§ **任务指令**:
1 – 根据文档正文，用一至三句话说明：为何两个主教之间即使另有一个主教，它们仍可能相互攻击？
2 – 文档正文中，主教所在网格的规模是多少？
3 – 请从文档正文中原样摘录自“Wet Shark thinks”至“Sample test(s)”的部分。

§ **文档正文**:
▼

Codeforces Round #341 (Div. 2) --B. Wet Shark and Bishops

B. Wet Shark and Bishops

time limit per test

2 seconds

memory limit per test

256 megabytes

input

standard input

output

standard output

Today, Wet Shark is given n bishops on a 1000 by 1000 grid. Both rows and columns of the grid are numbered from 1 to 1000. Rows are numbered from top to bottom, while columns are numbered from left to right.

Wet Shark thinks that two bishops attack each other if they share the same diagonal. Note, that this is the only criteria, so two bishops may attack each other (according to Wet Shark) even if there is another bishop located between them. Now Wet Shark wants to count the number of pairs of bishops that attack each other.

Input

The first line of the input contains n (1 ≤ n ≤ 200 000) — the number of bishops.

Each of next n lines contains two space separated integers xi and yi (1 ≤ xi, yi ≤ 1000) — the number of row and the number of column where i-th bishop is positioned. It's guaranteed that no two bishops share the same position.

Output

Output one integer — the number of pairs of bishops which attack each other.

Sample test(s)

input

5
1 1
1 5
3 3
5 1
5 5

output

6

input

3
1 1
2 3
3 5

output

0

Note

In the first sample following pairs of bishops attack each other: (1, 3), (1, 5), (2, 3), (2, 4), (3, 4) and (3, 5). Pairs (1, 2), (1, 4),(2, 5) and (4, 5) do not attack each other because they do not share the same diagonal.

好坑的一道题，关键就是没读懂啥意思：

大体题意：

给你n个坐标，如果坐标位于相同的对角线上，则会相互攻击，问相互攻击的对数。

注意：

这里的对角线，不是让你在这n个坐标中寻找一个矩形，在判断是否对角线。。。这太麻烦了，

这里的对角线就是和网格正方形对角线平行的直线，

说白了就是过这个点做斜率为1和-1的直线，这就是它的两根对角线！T T

思路：

这样思路就很清晰了，我不太适应他这种建系方式，我就把坐标先转换了一下。转换成左下角为原点的坐标系！

然后用两个map，m1.m2，记录斜率为1和-1时的截距。

最后统计截据，套一下公式   个数 = num*(num-1)/2就行了！

代码如下：

#include<iostream>
#include<cstdio>
#include<algorithm>
#include<map>
using namespace std;
int f(int n){
    return n*(n-1)/2;
}
int main()
{
    int n;
    ios::sync_with_stdio(false);
    while(cin >> n){
            map<int,int>m1,m2;
            for (int i = 0; i < n; ++i){
            int x1,y1,u,v;
            cin >> x1 >> y1;
            u = 1000-y1;
            v = 1000-x1;
            if (!m1.count(v-u))m1[v-u]=0;
            m1[v-u]++;
            if (!m2.count(v+u))m2[v+u]=0;
            m2[v+u]++;
            }
            int sum = 0;
            for (int i = -1000; i < 2001; ++i){
                if (m1.count(i))sum+=f(m1[i]);
                if (m2.count(i))sum+=f(m2[i]);
            }
            cout << sum << endl;
    }
    return 0;
}

▲

§ **给定材料**:
▼

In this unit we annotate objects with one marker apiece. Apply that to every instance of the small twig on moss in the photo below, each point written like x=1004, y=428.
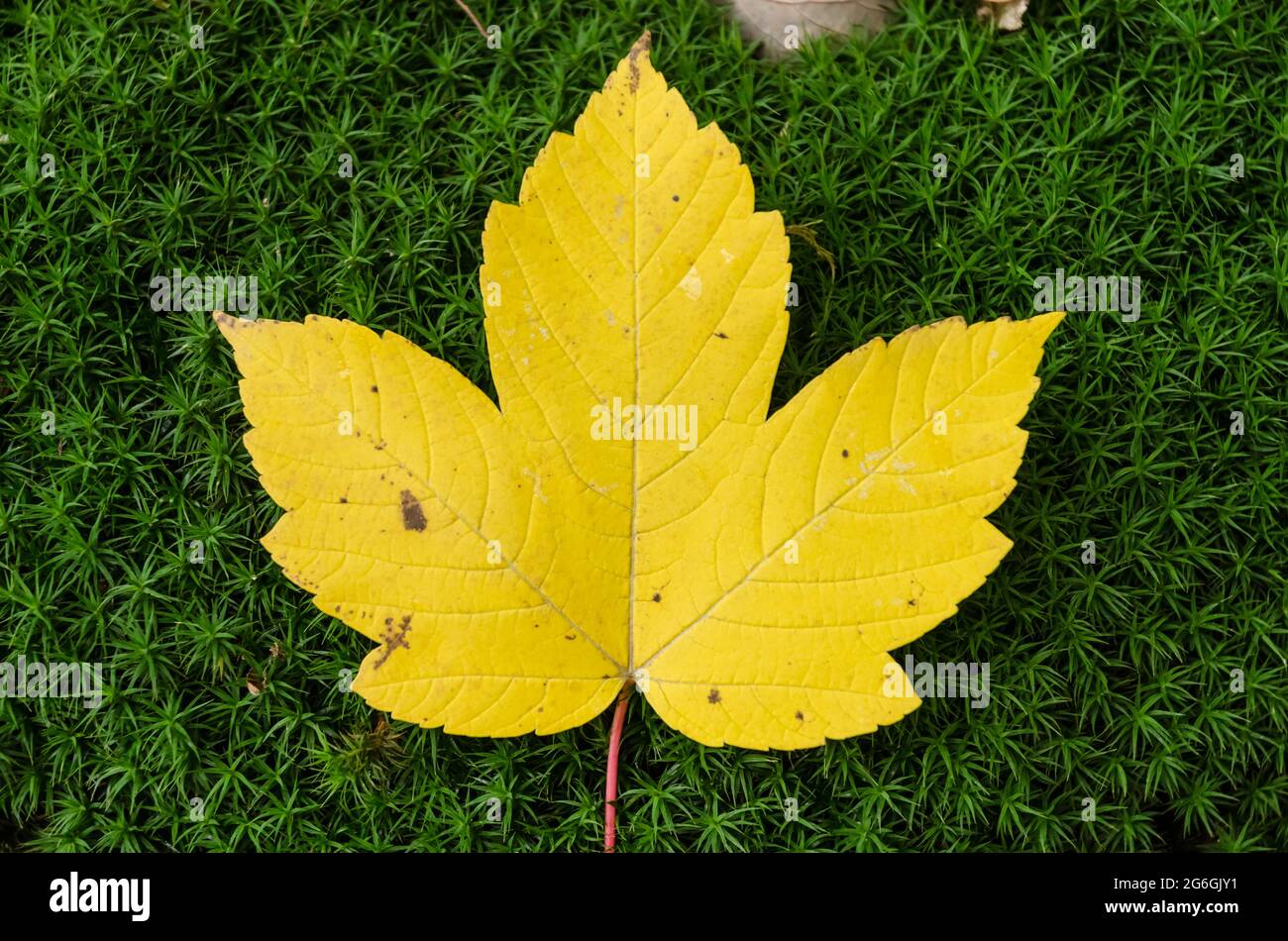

▲

§ **答案**:
1 – 在 Wet Shark 看来，两个主教是否相互攻击只看它们是否位于同一条对角线上，这是唯一的判断标准。因此，即使两者之间还有另一个主教，它们仍算相互攻击。

2 – 1000 乘 1000 的网格。

3 –
Wet Shark thinks that two bishops attack each other if they share the same diagonal. Note, that this is the only criteria, so two bishops may attack each other (according to Wet Shark) even if there is another bishop located between them. Now Wet Shark wants to count the number of pairs of bishops that attack each other.

Input

The first line of the input contains n (1 ≤ n ≤ 200 000) — the number of bishops.

Each of next n lines contains two space separated integers xi and yi (1 ≤ xi, yi ≤ 1000) — the number of row and the number of column where i-th bishop is positioned. It's guaranteed that no two bishops share the same position.

Output

Output one integer — the number of pairs of bishops which attack each other.

Sample test(s)